- [ИСХОДНЫЙ ОТРЫВОК]
--
Новые скульптуры представали отдельно от всей живописи и всей скульптуры музея. Они больше напоминали некую живопись, творимую воображением, чем созданное родоначальниками фламандской школы: живопись, близкая готической скульптуре, вероятно, была бы близкой «Вильнёвской Пьете», которую перенесли в Лувр только в 1906 году; а романская живопись была неизвестна. Великое наследие Средневековья не без труда расставалось с живописностью XV века, чьё воздействие на подлинную живопись ограничивалось сюжетами. Если бы великие романтики, Констебл, Жерико, Делакруа никогда не видели, что такое кафедральный собор, какие черты их картин изменились бы?
По сравнению с замкнутой глыбой отёнских фигур традиционная скульптура начинала казаться одновременно театральной и лёгкой. Характерные особенности романского стиля, особенности стилей Древнего Востока проявлялись резко, поскольку они противостояли стилю не того или иного художника, но характеру музея в целом, вне зависимости от школ. В едином стиле, которому новые стилистические манеры противопоставляли свою неясную и обширную область, смешивались образ реалистический и образ идеальный, Рафаэль, Веласкес и Рембрандт.
--
- [ВЫДЕРЖКИ ИЗ ЗАПИСЕЙ]
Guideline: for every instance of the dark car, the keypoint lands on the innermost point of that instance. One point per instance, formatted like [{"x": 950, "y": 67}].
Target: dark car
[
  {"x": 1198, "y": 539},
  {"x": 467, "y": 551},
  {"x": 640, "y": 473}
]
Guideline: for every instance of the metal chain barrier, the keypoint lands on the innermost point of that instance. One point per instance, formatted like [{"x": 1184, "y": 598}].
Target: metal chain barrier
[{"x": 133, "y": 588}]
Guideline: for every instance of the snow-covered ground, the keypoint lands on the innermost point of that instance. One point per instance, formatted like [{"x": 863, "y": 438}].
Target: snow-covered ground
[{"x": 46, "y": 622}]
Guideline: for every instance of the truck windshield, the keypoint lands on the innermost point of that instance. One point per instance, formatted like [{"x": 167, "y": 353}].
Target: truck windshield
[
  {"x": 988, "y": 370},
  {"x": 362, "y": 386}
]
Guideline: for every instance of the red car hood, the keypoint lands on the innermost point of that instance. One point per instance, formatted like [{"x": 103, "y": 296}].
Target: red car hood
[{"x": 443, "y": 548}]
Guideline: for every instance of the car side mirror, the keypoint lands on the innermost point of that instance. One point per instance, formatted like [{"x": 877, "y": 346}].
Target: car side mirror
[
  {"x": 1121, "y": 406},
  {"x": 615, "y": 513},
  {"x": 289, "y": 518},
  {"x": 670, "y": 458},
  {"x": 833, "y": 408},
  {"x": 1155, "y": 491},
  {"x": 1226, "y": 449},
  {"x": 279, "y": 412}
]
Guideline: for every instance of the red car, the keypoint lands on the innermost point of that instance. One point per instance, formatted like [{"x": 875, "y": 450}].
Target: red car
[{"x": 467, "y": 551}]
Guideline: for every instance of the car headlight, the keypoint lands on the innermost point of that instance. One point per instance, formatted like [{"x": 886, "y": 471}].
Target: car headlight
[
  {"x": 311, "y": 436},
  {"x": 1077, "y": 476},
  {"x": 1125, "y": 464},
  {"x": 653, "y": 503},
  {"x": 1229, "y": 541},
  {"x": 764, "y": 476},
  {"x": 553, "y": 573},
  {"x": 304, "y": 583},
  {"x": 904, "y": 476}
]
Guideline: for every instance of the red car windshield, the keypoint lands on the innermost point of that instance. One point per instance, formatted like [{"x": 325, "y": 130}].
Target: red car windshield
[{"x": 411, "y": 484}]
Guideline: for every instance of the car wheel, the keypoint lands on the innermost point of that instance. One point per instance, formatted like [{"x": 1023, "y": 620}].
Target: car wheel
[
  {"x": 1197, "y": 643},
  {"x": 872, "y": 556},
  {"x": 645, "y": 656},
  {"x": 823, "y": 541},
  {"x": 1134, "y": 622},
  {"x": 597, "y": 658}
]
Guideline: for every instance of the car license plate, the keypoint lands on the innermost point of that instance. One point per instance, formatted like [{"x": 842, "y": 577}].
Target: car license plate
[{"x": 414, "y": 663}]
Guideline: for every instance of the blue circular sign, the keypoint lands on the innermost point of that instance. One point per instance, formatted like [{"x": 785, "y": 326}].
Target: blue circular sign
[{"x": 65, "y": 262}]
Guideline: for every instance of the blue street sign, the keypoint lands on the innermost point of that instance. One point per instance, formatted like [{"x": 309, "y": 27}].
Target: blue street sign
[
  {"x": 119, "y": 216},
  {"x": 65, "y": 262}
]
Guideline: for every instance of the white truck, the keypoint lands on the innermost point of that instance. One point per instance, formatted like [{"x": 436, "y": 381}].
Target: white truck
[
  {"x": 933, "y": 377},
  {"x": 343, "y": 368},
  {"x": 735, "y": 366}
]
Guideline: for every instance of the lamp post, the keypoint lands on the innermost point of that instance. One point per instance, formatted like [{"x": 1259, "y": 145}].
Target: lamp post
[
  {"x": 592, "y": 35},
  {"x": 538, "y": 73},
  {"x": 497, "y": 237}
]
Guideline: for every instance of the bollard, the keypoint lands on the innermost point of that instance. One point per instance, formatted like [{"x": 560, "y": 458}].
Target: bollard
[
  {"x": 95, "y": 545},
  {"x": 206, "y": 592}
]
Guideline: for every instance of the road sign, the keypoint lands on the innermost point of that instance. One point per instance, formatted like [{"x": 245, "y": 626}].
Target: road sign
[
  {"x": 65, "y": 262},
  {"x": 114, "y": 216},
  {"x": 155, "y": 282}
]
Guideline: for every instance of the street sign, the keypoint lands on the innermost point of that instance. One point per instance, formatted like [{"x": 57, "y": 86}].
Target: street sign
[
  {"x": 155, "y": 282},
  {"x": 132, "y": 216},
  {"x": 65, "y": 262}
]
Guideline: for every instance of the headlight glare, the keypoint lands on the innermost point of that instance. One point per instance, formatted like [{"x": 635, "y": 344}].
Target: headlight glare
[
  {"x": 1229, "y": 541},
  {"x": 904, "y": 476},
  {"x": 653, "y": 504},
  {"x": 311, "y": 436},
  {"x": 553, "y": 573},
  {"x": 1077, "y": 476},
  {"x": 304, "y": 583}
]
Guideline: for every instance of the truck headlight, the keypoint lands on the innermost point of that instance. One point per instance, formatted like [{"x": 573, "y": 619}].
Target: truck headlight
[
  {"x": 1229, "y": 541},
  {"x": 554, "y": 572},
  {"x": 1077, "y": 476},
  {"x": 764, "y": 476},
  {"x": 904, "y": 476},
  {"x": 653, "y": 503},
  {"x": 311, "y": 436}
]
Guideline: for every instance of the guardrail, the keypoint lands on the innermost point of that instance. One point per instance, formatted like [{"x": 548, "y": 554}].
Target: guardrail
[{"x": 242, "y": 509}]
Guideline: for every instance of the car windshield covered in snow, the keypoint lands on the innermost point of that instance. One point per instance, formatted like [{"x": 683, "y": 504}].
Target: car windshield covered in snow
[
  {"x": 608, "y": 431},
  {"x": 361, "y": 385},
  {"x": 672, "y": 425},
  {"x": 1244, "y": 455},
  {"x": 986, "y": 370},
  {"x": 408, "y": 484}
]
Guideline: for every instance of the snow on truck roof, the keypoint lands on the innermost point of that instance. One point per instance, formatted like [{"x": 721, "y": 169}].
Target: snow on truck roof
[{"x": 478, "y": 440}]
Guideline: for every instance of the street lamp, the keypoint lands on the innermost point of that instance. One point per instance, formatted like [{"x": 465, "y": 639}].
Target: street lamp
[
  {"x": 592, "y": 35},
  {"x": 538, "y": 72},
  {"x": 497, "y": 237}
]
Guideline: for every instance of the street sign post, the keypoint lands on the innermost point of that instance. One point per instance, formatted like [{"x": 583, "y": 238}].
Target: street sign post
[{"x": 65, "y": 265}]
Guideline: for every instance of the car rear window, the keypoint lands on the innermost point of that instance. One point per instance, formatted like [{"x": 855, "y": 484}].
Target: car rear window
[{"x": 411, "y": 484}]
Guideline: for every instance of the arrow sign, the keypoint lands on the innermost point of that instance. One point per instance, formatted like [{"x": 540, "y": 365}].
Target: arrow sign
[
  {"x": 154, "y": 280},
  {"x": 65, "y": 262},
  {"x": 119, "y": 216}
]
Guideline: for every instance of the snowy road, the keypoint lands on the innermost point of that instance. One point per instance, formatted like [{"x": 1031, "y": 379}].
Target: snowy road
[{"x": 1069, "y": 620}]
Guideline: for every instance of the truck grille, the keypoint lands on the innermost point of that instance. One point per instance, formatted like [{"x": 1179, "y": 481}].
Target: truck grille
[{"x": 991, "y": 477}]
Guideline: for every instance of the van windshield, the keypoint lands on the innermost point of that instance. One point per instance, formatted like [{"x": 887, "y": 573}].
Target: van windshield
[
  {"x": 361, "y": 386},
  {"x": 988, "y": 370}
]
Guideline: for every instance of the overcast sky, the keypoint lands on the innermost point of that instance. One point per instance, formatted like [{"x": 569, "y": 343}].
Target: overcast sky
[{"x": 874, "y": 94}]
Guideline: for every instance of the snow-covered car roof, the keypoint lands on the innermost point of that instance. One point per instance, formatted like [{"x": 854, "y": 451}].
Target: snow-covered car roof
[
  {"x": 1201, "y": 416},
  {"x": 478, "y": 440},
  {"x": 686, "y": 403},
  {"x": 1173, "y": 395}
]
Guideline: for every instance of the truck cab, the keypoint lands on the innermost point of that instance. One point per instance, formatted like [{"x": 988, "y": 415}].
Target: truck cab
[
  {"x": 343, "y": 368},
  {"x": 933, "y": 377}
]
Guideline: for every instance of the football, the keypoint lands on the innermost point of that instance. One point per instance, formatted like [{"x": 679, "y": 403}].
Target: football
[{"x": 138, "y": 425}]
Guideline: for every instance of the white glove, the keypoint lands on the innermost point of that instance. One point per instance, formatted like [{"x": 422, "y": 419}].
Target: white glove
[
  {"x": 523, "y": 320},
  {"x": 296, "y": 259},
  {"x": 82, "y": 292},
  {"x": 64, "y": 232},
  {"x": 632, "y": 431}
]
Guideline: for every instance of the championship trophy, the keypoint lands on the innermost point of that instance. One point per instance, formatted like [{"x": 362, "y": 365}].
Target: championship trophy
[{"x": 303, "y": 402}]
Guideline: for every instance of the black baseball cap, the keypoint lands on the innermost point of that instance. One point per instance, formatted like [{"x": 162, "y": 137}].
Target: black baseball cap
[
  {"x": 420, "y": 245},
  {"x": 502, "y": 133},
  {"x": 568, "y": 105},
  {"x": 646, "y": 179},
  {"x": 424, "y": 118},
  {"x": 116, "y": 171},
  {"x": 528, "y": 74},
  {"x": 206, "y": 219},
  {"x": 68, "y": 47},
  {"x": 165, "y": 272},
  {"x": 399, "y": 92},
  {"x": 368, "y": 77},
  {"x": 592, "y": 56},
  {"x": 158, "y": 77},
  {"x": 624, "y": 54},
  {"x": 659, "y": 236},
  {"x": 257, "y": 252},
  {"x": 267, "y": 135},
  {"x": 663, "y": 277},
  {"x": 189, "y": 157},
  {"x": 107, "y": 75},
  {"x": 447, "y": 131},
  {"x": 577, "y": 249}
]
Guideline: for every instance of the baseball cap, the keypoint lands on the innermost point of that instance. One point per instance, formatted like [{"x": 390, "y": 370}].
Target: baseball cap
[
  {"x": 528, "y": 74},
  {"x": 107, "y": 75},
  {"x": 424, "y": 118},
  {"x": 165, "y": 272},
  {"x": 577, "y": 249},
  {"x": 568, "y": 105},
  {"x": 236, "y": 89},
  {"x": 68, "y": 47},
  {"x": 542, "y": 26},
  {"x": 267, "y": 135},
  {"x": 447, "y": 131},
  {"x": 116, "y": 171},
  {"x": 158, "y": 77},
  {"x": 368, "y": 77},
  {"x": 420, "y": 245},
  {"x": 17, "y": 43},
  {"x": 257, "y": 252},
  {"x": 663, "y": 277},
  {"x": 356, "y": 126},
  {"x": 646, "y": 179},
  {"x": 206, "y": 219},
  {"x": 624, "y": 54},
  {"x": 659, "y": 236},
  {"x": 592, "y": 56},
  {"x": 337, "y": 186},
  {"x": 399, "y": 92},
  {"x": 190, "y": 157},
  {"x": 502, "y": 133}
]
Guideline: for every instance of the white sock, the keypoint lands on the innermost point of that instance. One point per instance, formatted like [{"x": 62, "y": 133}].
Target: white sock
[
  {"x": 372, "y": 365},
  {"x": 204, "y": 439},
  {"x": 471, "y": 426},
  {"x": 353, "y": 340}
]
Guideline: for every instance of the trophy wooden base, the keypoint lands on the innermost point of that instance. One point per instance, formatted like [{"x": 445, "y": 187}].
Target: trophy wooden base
--
- [ЗАДАНИЯ]
**a)** В каком году «Вильнёвскую Пьету» перенесли в Лувр, согласно отрывку о скульптуре?
**b)** Перепечатайте из отрывка о скульптуре участок от «Новые скульптуры представали» до «картин изменились бы?» включительно.
**c)** Допишите, что идёт дальше в отрывке о скульптуре, начиная сразу после его последнего предложения.

- [ОТВЕТЫ]
**a)** В 1906 году.

**b)**
Новые скульптуры представали отдельно от всей живописи и всей скульптуры музея. Они больше напоминали некую живопись, творимую воображением, чем созданное родоначальниками фламандской школы: живопись, близкая готической скульптуре, вероятно, была бы близкой «Вильнёвской Пьете», которую перенесли в Лувр только в 1906 году; а романская живопись была неизвестна. Великое наследие Средневековья не без труда расставалось с живописностью XV века, чьё воздействие на подлинную живопись ограничивалось сюжетами. Если бы великие романтики, Констебл, Жерико, Делакруа никогда не видели, что такое кафедральный собор, какие черты их картин изменились бы?

**c)**
Область, которой трудно подобрать название. Искусства были подражательные или декоративные (сколько же стилей будут декоративными, прежде чем стать просто искусством!). Итак, существовали великие изображения человека, не имеющие ничего общего с имитацией; между ними и декоративностью или иероглификой имелось нечто. По сравнению с парками лорда Элджина[124], по сравнению со всеми греческими статуями, чьё появление разрушало греческий миф того времени, так как они опровергали их римские копии, обнаруживалось, что Фидий не похож на Канову (с горьким изумлением Канова и сам это открыл в Британском музее); к тому же начинали появляться на свет произведения искусства доколумбовой эпохи. В 1860 году Бодлер писал: «Я хочу сказать о неизбежном синтетическом раннем варварстве, которое нередко ощутимо в изумительном искусстве (мексиканском, египетском или ниневийском), проистекающем от необходимости видеть вещи возвышенно, рассматривать их во всей совокупности». Романский стиль, который вытягивал и искажал свои образы, согласно некоему торжественному преображению, утверждал, что система организованных форм, отказывающихся от имитаций, может сосуществовать с вещами как иное Творение.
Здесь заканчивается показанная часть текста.